### Set task
Copy out all of the lines below word for word, leaving out the pictures.

### Region labeling items
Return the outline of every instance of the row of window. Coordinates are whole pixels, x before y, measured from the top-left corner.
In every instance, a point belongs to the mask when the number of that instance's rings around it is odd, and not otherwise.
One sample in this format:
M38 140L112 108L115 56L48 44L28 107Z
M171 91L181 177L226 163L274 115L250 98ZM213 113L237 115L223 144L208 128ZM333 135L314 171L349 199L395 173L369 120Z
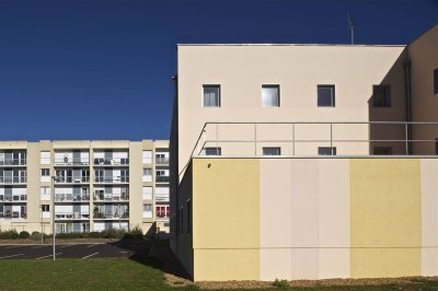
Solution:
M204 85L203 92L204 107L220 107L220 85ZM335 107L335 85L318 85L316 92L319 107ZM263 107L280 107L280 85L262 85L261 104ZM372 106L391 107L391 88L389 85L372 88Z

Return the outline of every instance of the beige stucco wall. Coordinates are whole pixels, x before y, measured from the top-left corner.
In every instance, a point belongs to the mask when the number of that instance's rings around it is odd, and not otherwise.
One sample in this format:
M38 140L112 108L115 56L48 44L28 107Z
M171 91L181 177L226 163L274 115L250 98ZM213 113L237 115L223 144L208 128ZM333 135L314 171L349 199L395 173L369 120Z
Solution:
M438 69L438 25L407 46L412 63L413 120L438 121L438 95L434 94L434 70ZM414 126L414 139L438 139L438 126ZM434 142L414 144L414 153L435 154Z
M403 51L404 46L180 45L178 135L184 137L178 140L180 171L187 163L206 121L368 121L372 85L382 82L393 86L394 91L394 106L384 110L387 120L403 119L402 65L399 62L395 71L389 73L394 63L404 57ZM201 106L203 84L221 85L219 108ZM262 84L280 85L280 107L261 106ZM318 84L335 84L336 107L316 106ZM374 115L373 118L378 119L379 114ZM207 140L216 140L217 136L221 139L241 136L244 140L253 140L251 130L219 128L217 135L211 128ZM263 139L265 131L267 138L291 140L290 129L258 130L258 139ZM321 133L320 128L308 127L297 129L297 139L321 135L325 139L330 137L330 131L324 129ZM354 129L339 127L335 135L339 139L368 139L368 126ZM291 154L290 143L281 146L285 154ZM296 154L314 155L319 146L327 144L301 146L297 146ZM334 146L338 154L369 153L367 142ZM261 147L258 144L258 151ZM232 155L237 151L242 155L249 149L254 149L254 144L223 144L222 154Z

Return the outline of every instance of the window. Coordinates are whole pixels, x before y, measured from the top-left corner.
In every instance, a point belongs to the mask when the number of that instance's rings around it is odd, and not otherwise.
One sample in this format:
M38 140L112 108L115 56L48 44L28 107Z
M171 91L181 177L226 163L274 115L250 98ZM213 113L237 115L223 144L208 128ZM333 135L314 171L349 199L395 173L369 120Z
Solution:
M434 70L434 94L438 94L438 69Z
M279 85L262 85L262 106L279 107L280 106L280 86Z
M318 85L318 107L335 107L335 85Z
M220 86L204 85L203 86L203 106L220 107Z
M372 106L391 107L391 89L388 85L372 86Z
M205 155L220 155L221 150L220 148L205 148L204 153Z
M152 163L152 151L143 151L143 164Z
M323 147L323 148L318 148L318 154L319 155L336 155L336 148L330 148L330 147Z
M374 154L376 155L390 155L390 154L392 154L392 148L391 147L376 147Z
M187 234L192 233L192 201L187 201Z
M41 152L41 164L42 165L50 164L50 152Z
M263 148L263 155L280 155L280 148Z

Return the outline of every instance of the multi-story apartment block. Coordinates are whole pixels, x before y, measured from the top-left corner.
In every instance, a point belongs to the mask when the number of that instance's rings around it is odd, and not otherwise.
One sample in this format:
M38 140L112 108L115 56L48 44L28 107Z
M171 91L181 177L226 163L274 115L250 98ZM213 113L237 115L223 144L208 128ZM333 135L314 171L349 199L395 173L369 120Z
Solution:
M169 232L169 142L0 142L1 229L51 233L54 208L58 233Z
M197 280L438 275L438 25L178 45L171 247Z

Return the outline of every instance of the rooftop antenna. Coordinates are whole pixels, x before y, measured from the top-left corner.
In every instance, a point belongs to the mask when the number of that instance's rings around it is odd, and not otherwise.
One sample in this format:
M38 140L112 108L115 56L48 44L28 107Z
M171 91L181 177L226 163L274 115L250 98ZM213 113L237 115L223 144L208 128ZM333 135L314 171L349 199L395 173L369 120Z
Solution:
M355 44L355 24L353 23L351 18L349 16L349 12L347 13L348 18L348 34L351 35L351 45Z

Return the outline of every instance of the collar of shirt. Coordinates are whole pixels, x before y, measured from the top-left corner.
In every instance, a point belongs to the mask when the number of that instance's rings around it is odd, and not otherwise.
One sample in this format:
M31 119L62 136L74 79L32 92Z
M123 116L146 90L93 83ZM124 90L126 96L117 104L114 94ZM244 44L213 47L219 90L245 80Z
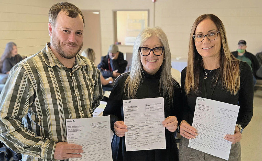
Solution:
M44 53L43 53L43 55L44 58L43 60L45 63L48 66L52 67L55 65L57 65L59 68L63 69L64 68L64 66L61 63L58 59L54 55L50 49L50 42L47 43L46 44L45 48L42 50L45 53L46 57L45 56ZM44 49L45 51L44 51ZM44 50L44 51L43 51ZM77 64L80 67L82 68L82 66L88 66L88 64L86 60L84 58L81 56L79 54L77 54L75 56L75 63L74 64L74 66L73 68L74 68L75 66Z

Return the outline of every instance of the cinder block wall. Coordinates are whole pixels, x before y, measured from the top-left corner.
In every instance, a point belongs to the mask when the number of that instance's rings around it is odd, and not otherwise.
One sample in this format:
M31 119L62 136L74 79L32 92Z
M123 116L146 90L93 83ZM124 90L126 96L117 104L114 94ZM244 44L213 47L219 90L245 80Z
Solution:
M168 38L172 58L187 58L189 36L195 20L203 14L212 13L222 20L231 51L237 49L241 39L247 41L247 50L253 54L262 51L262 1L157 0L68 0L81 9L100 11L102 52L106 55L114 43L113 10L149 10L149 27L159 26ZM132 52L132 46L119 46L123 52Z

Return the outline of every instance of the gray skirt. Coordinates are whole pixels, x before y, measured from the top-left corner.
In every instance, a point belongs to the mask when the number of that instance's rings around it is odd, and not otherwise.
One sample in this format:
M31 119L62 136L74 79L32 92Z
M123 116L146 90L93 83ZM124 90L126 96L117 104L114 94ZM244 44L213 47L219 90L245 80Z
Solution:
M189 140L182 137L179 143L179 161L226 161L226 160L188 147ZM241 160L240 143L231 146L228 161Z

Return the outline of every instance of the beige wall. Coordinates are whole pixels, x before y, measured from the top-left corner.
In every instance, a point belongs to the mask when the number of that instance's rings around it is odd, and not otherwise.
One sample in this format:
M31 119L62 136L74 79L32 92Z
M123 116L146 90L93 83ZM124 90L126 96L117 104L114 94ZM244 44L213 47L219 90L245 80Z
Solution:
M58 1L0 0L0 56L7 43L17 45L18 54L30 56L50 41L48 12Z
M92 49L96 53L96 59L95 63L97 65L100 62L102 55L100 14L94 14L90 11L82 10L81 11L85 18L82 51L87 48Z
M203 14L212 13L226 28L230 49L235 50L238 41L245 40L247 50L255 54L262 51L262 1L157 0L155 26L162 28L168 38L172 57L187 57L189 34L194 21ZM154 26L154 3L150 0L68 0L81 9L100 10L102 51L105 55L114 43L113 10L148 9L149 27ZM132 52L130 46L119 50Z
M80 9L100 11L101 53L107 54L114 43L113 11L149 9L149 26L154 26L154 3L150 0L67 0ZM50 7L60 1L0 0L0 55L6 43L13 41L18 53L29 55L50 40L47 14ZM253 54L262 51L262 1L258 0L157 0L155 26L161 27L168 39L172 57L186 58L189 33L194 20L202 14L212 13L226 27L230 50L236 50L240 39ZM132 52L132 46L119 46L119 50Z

### Right answer
Return the outline of every instance of the row of window. Coordinates are whole pixels, x before y, measured from the top-left corner.
In every instance, a point belongs to the mask when the number of that instance's rings around it is odd, and not otherwise.
One sample in this format:
M38 140L112 108L115 56L48 44L28 107Z
M171 91L181 177L226 163L274 115L250 98ZM213 113L237 115L223 144L208 128ZM333 135L314 171L349 199L395 173L369 120Z
Solution:
M204 85L203 92L204 107L220 107L220 85ZM335 107L335 85L318 85L316 92L319 107ZM263 107L280 107L280 85L262 85L261 104ZM372 106L391 107L391 88L389 85L372 88Z

Return the outline of every instance of the beige stucco wall. Coordinates are whole pixels, x before y, measured from the top-left corner.
In every instance, a point belongs to the mask when the number of that instance's rings around it is odd, and not otherwise.
One sample in this format:
M38 140L112 108L115 56L48 44L28 107Z
M171 91L181 177L226 163L274 115L250 98ZM213 113L237 115L223 144L208 128ZM333 135L314 171L349 199L395 173L369 120Z
Solution:
M438 69L438 25L407 46L412 63L413 120L438 121L438 95L434 94L434 70ZM414 126L414 139L438 139L438 126ZM434 142L414 144L414 153L435 154Z
M403 51L404 46L180 45L178 135L184 137L178 140L180 171L187 163L206 121L368 121L372 85L382 82L393 86L394 91L394 106L384 110L387 120L403 119L402 65L399 62L395 71L389 73L394 63L404 57ZM201 106L203 84L221 85L219 108ZM262 84L280 85L280 107L261 106ZM318 84L335 84L336 107L316 106ZM374 115L373 118L378 119L379 114ZM207 140L216 140L217 136L221 139L241 136L244 140L253 140L251 130L219 128L217 135L211 128ZM263 139L265 131L267 138L291 140L290 129L258 130L258 139ZM321 133L320 128L308 127L297 129L297 139L321 135L325 139L330 137L330 131L324 129ZM354 129L339 127L335 135L339 139L368 139L368 126ZM291 154L290 143L281 146L285 154ZM296 154L314 155L319 146L327 144L301 146L297 146ZM334 146L338 154L369 153L367 142ZM261 147L258 144L258 151ZM232 155L237 151L242 155L249 149L254 149L254 144L223 144L222 154Z

Return the outline of every instance of the window. Coordinates are whole pixels, x before y, measured from the top-left corner.
In every instance, a point belongs to the mask when the number of that instance's rings around it is odd, and not otherwise.
One sample in this format:
M38 140L112 108L115 56L48 44L28 107Z
M171 91L181 177L226 163L274 115L250 98ZM213 113L237 115L223 144L208 128ZM333 135L314 171L349 199L395 173L369 120Z
Solution:
M434 70L434 94L438 94L438 69Z
M279 85L262 85L262 106L279 107L280 106L280 86Z
M318 85L318 107L335 107L335 85Z
M220 86L204 85L203 86L203 106L220 107Z
M372 106L391 107L391 89L388 85L372 86Z
M205 155L220 155L221 150L220 148L205 148L204 153Z
M152 163L152 151L143 151L143 164Z
M323 147L323 148L318 148L318 154L319 155L336 155L336 148L330 148L330 147Z
M374 154L376 155L390 155L390 154L392 154L392 148L391 147L376 147Z
M187 234L192 233L192 201L187 201Z
M41 152L41 164L42 165L50 164L50 152Z
M263 148L263 155L280 155L280 148Z

Return the outline of every instance of the multi-story apartment block. Coordinates are whole pixels, x before y, measured from the top-left corner.
In every instance, a point belongs to the mask when the number of that instance's rings around it is odd, and not otherwise.
One sample in this format:
M38 140L112 108L115 56L48 44L28 107Z
M171 91L181 177L226 163L274 115L250 98ZM213 113L237 115L223 144L208 128ZM333 135L314 171L349 199L395 173L369 120Z
Solution:
M169 232L169 142L0 142L1 229L51 233L54 208L58 233Z
M197 280L438 275L438 25L178 45L171 247Z

Return the outline of every instance of the rooftop antenna. Coordinates are whole pixels, x before y, measured from the top-left corner.
In every instance, a point belongs to the mask when the number of that instance's rings around it is odd, and not otherwise.
One sample in this format:
M38 140L112 108L115 56L48 44L28 107Z
M171 91L181 177L226 163L274 115L250 98ZM213 113L237 115L223 144L208 128ZM333 135L314 171L349 199L395 173L369 120Z
Solution:
M355 44L355 24L353 23L351 18L349 16L349 12L347 13L348 18L348 34L351 35L351 45Z

Return the outline of every instance of the collar of shirt. Coordinates are whole pixels, x before y, measured from the top-left corner.
In every instance, a point belongs to the mask when the number of that instance's rings around it is odd, and not otherwise.
One sample in this format:
M31 119L62 136L74 79L32 92Z
M123 116L146 90L93 83ZM124 90L126 96L117 104L114 94ZM244 44L213 47L219 90L245 80Z
Solution:
M44 53L43 53L43 55L44 58L43 60L45 63L48 66L52 67L55 65L57 65L59 68L63 69L64 68L64 66L61 63L58 59L54 55L50 49L50 42L47 43L46 44L45 48L42 50L45 53L46 57L45 56ZM44 49L45 51L44 51ZM44 50L44 51L43 51ZM77 64L80 67L82 68L82 66L88 66L88 64L86 60L84 58L81 56L79 54L77 54L75 56L75 63L74 64L74 66L73 68L74 68L75 66Z

Return the outline of every instance of the cinder block wall. Coordinates are whole pixels, x before y, measured from the top-left corner.
In every instance, a point belongs to the mask when the number of that instance's rings around it is odd, and not otherwise.
One sample in this format:
M31 119L62 136L74 79L32 92Z
M123 116L146 90L93 83ZM124 90L126 96L117 104L114 94ZM244 44L213 47L219 90L245 80Z
Solution:
M168 38L172 58L187 58L189 36L195 20L203 14L212 13L222 20L231 51L237 49L241 39L247 41L247 50L253 54L262 51L262 1L157 0L68 0L81 9L100 11L102 52L106 55L114 43L113 10L149 10L149 27L159 26ZM132 52L132 46L119 46L123 52Z

Return the outline of every instance of the gray skirt. Coordinates are whole pixels, x before y, measured from the top-left corner.
In every instance, a point belongs to the mask when the number of that instance's rings around it is odd, and not otherwise.
One sample in this format:
M31 119L62 136L74 79L32 92Z
M123 116L146 90L93 83ZM124 90L126 96L117 104L114 94ZM244 44L213 47L219 90L245 80Z
Solution:
M189 140L182 137L179 143L179 161L226 161L226 160L188 147ZM241 160L240 143L231 146L228 161Z

Return the outline of every instance of the beige wall. Coordinates are whole pixels, x before y, measured from the top-left corner.
In every instance, a point belongs to the mask when the number of that instance's rings around it is odd, and not otherwise.
One sample in this format:
M31 119L62 136L74 79L32 92Z
M123 116L146 90L93 83ZM124 90L126 96L117 104L114 94ZM244 44L213 47L219 90L245 80Z
Solution:
M58 1L0 0L0 56L7 43L17 45L18 54L30 56L50 41L48 12Z
M92 49L96 53L96 59L95 63L97 65L100 62L102 55L100 14L94 14L90 11L82 10L81 11L85 18L82 51L87 48Z
M203 14L212 13L226 28L230 49L235 50L238 41L245 40L247 50L255 54L262 51L262 1L157 0L155 26L162 28L168 38L172 57L187 57L189 34L194 21ZM154 26L154 3L150 0L68 0L81 9L100 10L102 51L105 55L114 43L113 10L148 9L149 27ZM132 52L130 46L119 50Z
M80 9L100 11L101 53L107 54L114 43L113 11L149 9L149 26L154 26L154 3L150 0L67 0ZM50 7L60 1L0 0L0 55L6 43L13 41L18 53L29 55L50 40L47 14ZM253 54L262 51L262 1L258 0L157 0L155 26L161 27L168 39L172 57L186 58L189 33L194 20L202 14L212 13L226 27L230 50L236 50L240 39ZM132 52L132 46L119 46L119 50Z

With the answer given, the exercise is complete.